#### [Problem requirements]
Turn every row below into a Markdown table with two columns, No. and Line. Number each row and skip any blank lines.

---- Exercise data

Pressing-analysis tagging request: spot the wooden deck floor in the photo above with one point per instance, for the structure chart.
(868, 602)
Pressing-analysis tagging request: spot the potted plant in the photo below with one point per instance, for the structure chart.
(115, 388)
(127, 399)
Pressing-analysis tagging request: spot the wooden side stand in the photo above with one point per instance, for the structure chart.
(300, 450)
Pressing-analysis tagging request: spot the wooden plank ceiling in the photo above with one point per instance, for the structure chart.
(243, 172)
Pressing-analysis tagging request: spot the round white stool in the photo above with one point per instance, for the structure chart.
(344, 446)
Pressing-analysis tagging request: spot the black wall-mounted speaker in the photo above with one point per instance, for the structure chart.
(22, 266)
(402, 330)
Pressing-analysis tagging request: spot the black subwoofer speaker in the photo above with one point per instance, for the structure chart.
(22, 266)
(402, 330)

--------

#### [Response to the exercise]
| No. | Line |
|---|---|
| 1 | Pressing-analysis tagging request: spot the wooden deck floor in the photo above with one point per instance, for the structure chart. |
| 2 | (868, 602) |
| 3 | Pressing-analysis tagging request: spot the potted plant in the photo below with one point per instance, for the structure chart. |
| 4 | (115, 388) |
| 5 | (127, 399) |
| 6 | Pressing-analysis tagging request: spot the wooden side stand in the photo above with one point per instance, for the structure chart. |
| 7 | (300, 450) |
| 8 | Pressing-analysis tagging request: spot the wooden plank ceiling in the photo above with one point per instance, for the structure chart. |
| 9 | (243, 172) |
| 10 | Pressing-analysis tagging request: spot the round white stool in the photo above with one point per instance, for the structure chart. |
| 11 | (344, 446) |
| 12 | Pressing-analysis tagging request: spot the black wall-mounted speaker in the photo above with one point per instance, for the structure chart. |
| 13 | (22, 266) |
| 14 | (402, 330) |
| 15 | Pressing-analysis tagging request: spot the black subwoofer speaker in the photo above with one point per instance, for the structure chart. |
| 16 | (22, 266) |
| 17 | (402, 330) |